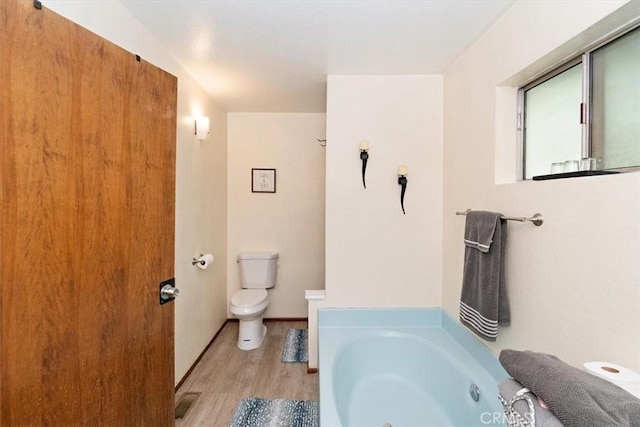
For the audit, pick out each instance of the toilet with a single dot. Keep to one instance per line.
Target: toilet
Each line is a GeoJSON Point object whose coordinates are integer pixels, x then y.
{"type": "Point", "coordinates": [257, 274]}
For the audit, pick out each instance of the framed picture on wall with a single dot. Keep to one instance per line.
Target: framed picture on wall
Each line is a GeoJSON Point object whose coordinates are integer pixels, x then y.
{"type": "Point", "coordinates": [263, 180]}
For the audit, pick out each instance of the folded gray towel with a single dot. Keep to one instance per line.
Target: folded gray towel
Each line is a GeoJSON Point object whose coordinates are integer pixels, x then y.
{"type": "Point", "coordinates": [543, 416]}
{"type": "Point", "coordinates": [483, 300]}
{"type": "Point", "coordinates": [576, 397]}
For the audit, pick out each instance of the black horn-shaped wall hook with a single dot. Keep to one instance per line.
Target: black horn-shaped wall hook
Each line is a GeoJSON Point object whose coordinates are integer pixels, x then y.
{"type": "Point", "coordinates": [402, 181]}
{"type": "Point", "coordinates": [364, 156]}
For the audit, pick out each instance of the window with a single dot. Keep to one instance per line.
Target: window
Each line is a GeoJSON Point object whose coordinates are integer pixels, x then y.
{"type": "Point", "coordinates": [588, 107]}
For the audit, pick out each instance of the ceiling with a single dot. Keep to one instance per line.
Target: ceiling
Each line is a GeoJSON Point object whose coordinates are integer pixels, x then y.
{"type": "Point", "coordinates": [275, 55]}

Task requirements:
Working from the material above, tally how many lines hold the string "with". The number is all that is needed.

Answer for this exercise:
6